Data listing =
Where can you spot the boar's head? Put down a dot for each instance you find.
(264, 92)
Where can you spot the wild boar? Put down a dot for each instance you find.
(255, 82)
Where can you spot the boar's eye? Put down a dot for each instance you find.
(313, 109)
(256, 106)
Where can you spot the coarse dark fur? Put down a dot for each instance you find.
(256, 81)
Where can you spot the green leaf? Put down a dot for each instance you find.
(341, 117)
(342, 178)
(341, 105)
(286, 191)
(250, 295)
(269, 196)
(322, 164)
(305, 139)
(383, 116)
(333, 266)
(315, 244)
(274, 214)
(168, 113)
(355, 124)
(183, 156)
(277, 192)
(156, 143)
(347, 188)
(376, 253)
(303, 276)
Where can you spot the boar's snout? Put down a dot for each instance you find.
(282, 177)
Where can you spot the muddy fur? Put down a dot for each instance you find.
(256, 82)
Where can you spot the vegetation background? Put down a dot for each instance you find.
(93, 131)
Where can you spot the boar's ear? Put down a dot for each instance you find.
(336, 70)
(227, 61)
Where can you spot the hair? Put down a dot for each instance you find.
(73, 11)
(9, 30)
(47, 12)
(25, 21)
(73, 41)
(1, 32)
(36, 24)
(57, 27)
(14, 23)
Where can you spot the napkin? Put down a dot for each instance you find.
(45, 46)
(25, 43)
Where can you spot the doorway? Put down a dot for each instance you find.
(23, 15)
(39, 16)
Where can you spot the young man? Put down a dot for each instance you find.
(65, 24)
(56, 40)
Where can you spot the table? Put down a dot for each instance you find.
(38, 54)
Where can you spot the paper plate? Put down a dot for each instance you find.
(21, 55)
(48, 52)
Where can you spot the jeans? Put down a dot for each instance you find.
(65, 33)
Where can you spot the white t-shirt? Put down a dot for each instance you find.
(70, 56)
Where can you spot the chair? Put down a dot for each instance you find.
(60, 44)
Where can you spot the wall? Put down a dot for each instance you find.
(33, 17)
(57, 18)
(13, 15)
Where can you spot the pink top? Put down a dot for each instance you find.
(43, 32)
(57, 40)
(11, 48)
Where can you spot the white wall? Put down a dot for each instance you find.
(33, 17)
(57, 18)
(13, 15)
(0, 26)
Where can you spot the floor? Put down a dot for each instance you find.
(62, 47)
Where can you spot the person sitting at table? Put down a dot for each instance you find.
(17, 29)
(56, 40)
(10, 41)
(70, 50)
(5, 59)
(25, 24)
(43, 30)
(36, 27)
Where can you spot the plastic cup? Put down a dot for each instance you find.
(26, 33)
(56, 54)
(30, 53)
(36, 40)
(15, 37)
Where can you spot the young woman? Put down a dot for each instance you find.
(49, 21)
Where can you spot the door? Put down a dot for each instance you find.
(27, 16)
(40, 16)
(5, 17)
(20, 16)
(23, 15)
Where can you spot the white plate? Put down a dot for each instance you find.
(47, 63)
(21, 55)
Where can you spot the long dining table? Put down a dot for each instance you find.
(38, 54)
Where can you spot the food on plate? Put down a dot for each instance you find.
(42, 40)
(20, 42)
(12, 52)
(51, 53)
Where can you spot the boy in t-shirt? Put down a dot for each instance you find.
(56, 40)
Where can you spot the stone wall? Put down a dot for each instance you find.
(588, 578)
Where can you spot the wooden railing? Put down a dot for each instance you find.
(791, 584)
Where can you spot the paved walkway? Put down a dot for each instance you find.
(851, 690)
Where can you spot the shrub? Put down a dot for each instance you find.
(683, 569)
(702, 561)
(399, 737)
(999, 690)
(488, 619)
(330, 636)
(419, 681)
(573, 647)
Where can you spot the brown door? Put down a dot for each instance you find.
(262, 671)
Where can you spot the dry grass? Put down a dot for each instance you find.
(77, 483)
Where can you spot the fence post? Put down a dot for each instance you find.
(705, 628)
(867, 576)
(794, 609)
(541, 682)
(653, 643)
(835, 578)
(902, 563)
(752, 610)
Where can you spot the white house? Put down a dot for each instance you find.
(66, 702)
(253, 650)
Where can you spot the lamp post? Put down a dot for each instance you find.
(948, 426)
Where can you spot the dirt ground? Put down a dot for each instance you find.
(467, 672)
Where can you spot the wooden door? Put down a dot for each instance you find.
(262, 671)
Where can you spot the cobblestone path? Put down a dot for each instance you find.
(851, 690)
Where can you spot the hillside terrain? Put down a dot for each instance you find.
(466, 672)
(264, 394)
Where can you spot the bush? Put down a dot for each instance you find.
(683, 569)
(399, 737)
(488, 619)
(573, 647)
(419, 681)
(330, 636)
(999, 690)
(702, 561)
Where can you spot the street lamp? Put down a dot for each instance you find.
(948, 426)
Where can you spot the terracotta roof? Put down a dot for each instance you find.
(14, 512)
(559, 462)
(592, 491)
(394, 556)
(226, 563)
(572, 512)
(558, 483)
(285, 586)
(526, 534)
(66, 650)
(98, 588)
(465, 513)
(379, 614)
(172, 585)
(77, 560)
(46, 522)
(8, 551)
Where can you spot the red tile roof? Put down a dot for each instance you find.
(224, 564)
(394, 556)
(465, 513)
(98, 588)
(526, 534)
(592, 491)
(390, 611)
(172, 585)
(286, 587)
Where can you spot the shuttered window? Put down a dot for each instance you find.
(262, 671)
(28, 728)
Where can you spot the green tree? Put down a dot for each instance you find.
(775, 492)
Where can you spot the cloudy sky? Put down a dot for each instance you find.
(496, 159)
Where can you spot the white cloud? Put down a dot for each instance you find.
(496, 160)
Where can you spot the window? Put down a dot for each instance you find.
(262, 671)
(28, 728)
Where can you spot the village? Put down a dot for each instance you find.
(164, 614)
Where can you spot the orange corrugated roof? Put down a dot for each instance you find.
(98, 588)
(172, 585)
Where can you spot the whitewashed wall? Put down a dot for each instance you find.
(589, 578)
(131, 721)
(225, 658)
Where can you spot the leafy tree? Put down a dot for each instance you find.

Activity =
Repeat the material in full, exactly as it reads.

Answer space =
Where can you spot the boar's head? Put down a dot for each instance you find.
(264, 92)
Where can you spot the wild boar? Put down a dot for each instance you find.
(255, 82)
Where can you spot the boar's eye? Put down a dot for each instance you find.
(313, 109)
(256, 106)
Where can you spot the coarse dark fur? Put down a dot for each instance you find.
(256, 81)
Where can you spot the green leaf? Put down a dot for each instance you find.
(341, 117)
(342, 178)
(341, 105)
(286, 191)
(250, 295)
(269, 196)
(322, 164)
(305, 139)
(383, 116)
(333, 266)
(315, 244)
(274, 214)
(168, 113)
(355, 124)
(183, 156)
(277, 192)
(156, 143)
(347, 188)
(376, 253)
(303, 276)
Where can you spot the boar's snout? Put down a dot for each instance you find.
(282, 177)
Where can you spot the muddy fur? Put down a dot for each instance you find.
(256, 82)
Where can you spot the vegetation background? Put down a dot for each instance you find.
(93, 131)
Where can you spot the boar's ear? Put down a dot for each instance you find.
(336, 70)
(227, 61)
Where can you spot the hair? Put down a dot for each instance you find.
(73, 11)
(9, 30)
(47, 12)
(25, 21)
(73, 41)
(1, 32)
(36, 24)
(57, 27)
(14, 23)
Where can you spot the napkin? Put down a dot for each instance you find.
(45, 46)
(25, 43)
Where can you spot the doorway? Put down a dot for each instance you find.
(23, 15)
(39, 16)
Where can you spot the young man? Put down a dot for each instance you find.
(65, 24)
(56, 40)
Where can you spot the table? Put down a dot for each instance you find.
(38, 54)
Where can you spot the paper plate? Put down a dot for each instance you find.
(21, 55)
(48, 52)
Where can you spot the jeans? Put down a dot for each instance you find.
(65, 33)
Where can you spot the white t-shirt? Put down a dot for each instance you find.
(70, 56)
Where can you spot the chair? Put down a dot for each instance you find.
(60, 44)
Where can you spot the wall? Put down a dot for each instance you find.
(33, 17)
(57, 18)
(13, 15)
Where can you spot the pink top? Put down a dot for each instance you find.
(43, 32)
(57, 40)
(11, 48)
Where can you spot the white wall? Put down a dot for each instance you find.
(33, 17)
(57, 18)
(13, 15)
(0, 26)
Where can you spot the floor? Put down a dot for each instance you find.
(62, 47)
Where can you spot the person sitting at table? Put down a dot for each instance you find.
(17, 29)
(56, 40)
(10, 41)
(70, 50)
(5, 59)
(25, 24)
(43, 30)
(36, 27)
Where can you spot the plastic cup? Put down a dot for each instance you find.
(26, 33)
(56, 54)
(30, 53)
(36, 40)
(15, 37)
Where can you spot the young woman? Put down a dot for each instance you find.
(49, 21)
Where can you spot the door? Put down a dot for each instance you find.
(27, 16)
(40, 16)
(5, 17)
(20, 16)
(23, 15)
Where can you spot the white plate? Put down a dot for each instance you find.
(47, 63)
(21, 55)
Where can you spot the long dining table? Put down a dot for each instance you find.
(38, 54)
Where can you spot the food on plate? Put down a dot for each instance you find.
(42, 40)
(20, 42)
(12, 52)
(51, 53)
Where can you spot the boy in t-shirt? Put down a dot for each instance you find.
(56, 40)
Where can you spot the stone wall? Put down a dot for each instance you find.
(588, 578)
Where can you spot the wooden railing? Put down a dot for each instance you find.
(791, 584)
Where can you spot the paved walkway? Put down a dot for each instance you find.
(851, 690)
Where can you spot the shrub? Put down a dot for each instance you find.
(683, 569)
(702, 561)
(399, 737)
(999, 690)
(488, 619)
(330, 636)
(419, 681)
(573, 647)
Where can you spot the brown door? Put down a dot for each instance you find.
(262, 671)
Where can you spot the dry grass? Put down a dot for each instance you find.
(77, 483)
Where can you spot the fence post? Put down a dot for each instance you find.
(705, 628)
(867, 576)
(794, 609)
(541, 682)
(653, 643)
(835, 578)
(902, 563)
(752, 610)
Where can you spot the white house? Put down a dot for each instance you find.
(66, 702)
(253, 650)
Where can you spot the lamp post? Put down a dot for each instance you find.
(948, 426)
Where can you spot the dirt ground? Put down a dot for each instance you find.
(467, 672)
Where can you spot the wooden door? Put down a dot for each instance you find.
(262, 671)
Where can you spot the cobblestone path? Put down a dot for each instance you find.
(851, 690)
Where can you spot the hillside terrain? Put down a dot for each instance you find.
(466, 672)
(264, 394)
Where can you spot the bush? Put down a dot for each instance you find.
(683, 569)
(399, 737)
(488, 619)
(573, 647)
(419, 681)
(330, 636)
(999, 690)
(702, 561)
Where can you spot the street lamp? Put down a dot for each instance you find.
(948, 426)
Where can you spot the terracotta roof? Put down a dot for each instance you find.
(14, 512)
(559, 462)
(592, 491)
(394, 556)
(226, 563)
(572, 512)
(558, 483)
(285, 586)
(526, 534)
(66, 650)
(98, 588)
(465, 513)
(379, 614)
(172, 585)
(77, 560)
(46, 522)
(8, 551)
Where can you spot the red tile roof? Put down a dot for each instance you find.
(224, 564)
(394, 556)
(465, 513)
(98, 588)
(526, 534)
(592, 491)
(390, 611)
(172, 585)
(286, 587)
Where can you spot the shuttered window? Put down a dot for each instance you find.
(262, 671)
(28, 728)
Where can you spot the green tree? Put down a dot for each instance you find.
(775, 492)
Where can you spot the cloudy sky? Put down a dot for each instance you find.
(496, 159)
Where can you spot the white cloud? Put down a dot for each instance you find.
(496, 160)
Where can you spot the window? Put down a dot for each instance you find.
(262, 671)
(28, 728)
Where can you spot the village? Put down a dot for each instance you find.
(164, 614)
Where can you spot the orange corrugated roof? Put down a dot for each instance you find.
(98, 588)
(172, 585)
Where can you spot the whitewashed wall? Put down a dot for each instance you find.
(589, 578)
(131, 721)
(225, 658)
Where can you spot the leafy tree? Put down a dot for each instance you find.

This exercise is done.